____ TRECHO DO DOCUMENTO
À sombra das amendoeiras em flor

Almendra, nome de amêndoa,
perfume de amendoeira.
Se não voltasse a Almendra,
suspirava a vida inteira.

É assim. Quem anda longe da sua terra não sossega enquanto não regressar, mesmo numas curtas férias. Como um “brasileiro” que eu conheci na minha aldeia: “Aqui sinto-me no Reino da Glória”. Ou Guerra Junqueiro: “ai há quantos anos…”

As amendoeiras ficam na memória mormente se estão em flor. Também eu escrevi há anos, anos:

As amendoeiras
passam um recibo cândido à terra.
Página acesa de iluminuras.
(Contrastam os olhos com tanta superfície).
________
# OBJETIVO DA TAREFA
No trecho do documento, que frase do “brasileiro” conhecido na aldeia aparece citada?
____ DADOS EXTRAÍDOS
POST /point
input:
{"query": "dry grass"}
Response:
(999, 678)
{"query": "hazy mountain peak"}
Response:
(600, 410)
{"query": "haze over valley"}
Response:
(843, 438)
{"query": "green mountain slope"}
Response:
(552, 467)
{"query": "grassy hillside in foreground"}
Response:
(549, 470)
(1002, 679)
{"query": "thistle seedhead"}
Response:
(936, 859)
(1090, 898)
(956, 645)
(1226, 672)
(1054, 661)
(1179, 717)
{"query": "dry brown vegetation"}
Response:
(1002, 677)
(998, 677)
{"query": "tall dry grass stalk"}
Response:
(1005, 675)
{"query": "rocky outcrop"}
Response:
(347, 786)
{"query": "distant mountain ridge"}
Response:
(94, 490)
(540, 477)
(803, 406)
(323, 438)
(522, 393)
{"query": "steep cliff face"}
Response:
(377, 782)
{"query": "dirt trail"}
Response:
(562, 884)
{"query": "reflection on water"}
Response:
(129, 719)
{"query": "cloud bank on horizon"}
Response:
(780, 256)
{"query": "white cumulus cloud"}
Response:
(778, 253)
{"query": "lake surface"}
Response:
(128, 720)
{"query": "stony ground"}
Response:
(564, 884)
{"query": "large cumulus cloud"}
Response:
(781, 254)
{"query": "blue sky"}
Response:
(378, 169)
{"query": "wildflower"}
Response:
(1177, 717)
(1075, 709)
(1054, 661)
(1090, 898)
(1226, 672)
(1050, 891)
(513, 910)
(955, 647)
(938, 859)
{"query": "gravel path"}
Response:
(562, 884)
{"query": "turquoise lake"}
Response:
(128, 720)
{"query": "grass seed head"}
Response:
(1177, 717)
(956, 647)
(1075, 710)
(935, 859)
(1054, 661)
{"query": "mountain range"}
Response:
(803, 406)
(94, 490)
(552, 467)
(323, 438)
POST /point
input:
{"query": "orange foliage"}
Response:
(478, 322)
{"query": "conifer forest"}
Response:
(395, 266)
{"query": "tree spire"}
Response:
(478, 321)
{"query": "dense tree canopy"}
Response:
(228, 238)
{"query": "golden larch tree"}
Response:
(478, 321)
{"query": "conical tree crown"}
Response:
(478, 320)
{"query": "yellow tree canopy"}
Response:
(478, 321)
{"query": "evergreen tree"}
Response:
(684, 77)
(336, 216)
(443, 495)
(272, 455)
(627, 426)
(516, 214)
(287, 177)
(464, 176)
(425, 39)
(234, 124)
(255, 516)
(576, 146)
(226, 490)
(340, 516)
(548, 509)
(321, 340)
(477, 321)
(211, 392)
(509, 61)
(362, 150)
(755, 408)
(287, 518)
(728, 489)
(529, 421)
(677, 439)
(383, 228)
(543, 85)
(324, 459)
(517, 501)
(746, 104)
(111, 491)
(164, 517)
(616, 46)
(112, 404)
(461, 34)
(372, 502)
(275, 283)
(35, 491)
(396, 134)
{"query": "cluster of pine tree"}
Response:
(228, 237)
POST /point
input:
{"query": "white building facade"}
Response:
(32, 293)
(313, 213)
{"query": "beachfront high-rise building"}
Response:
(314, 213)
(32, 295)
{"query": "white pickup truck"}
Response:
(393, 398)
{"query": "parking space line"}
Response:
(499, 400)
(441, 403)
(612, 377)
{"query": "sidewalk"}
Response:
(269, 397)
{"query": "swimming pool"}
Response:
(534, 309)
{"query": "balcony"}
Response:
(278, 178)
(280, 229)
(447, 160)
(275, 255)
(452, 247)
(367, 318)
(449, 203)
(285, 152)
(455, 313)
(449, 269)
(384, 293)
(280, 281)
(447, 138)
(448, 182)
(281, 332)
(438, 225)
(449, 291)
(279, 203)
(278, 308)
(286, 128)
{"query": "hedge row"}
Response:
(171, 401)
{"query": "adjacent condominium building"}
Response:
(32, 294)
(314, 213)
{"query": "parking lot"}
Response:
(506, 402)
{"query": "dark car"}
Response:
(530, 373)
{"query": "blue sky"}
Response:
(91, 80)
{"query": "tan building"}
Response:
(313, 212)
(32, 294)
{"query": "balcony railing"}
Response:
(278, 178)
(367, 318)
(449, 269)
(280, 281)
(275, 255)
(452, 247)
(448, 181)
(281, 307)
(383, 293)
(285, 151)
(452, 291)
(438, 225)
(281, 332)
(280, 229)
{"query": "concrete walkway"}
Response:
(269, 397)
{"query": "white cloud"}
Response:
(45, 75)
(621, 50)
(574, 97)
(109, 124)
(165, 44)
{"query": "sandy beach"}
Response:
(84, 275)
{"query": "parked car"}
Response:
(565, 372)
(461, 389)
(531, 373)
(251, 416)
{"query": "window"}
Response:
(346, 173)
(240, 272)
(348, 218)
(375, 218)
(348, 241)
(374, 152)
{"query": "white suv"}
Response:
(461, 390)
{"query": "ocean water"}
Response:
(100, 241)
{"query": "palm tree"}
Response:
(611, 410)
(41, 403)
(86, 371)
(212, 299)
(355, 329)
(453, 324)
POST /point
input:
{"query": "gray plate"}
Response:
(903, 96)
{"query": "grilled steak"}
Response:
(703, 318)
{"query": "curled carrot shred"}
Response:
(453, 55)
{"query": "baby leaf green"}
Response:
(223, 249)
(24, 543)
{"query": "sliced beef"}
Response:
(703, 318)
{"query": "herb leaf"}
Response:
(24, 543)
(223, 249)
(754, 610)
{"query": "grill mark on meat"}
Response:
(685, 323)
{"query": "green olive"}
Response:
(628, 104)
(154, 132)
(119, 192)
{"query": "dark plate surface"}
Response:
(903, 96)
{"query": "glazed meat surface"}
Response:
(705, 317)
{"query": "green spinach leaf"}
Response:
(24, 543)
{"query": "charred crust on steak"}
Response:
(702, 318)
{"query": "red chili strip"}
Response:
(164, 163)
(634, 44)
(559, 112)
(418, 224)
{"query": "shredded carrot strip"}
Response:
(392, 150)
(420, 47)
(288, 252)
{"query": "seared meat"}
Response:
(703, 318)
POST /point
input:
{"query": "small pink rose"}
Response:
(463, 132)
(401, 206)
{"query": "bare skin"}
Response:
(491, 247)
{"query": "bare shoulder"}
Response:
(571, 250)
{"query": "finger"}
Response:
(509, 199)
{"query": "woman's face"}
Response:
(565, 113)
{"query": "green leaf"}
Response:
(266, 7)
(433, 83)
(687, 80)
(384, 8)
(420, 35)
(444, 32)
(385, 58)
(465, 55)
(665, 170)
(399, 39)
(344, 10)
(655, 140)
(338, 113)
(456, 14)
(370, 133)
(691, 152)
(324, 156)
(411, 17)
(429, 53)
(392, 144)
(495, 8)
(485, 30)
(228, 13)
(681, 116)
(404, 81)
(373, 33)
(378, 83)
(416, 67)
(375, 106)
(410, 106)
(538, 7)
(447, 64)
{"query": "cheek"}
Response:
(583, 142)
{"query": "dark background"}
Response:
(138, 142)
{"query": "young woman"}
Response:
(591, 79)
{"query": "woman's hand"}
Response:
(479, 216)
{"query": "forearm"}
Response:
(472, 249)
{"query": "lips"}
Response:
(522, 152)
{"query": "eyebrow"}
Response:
________
# RESPOSTA CORRETA
“Aqui sinto-me no Reino da Glória”.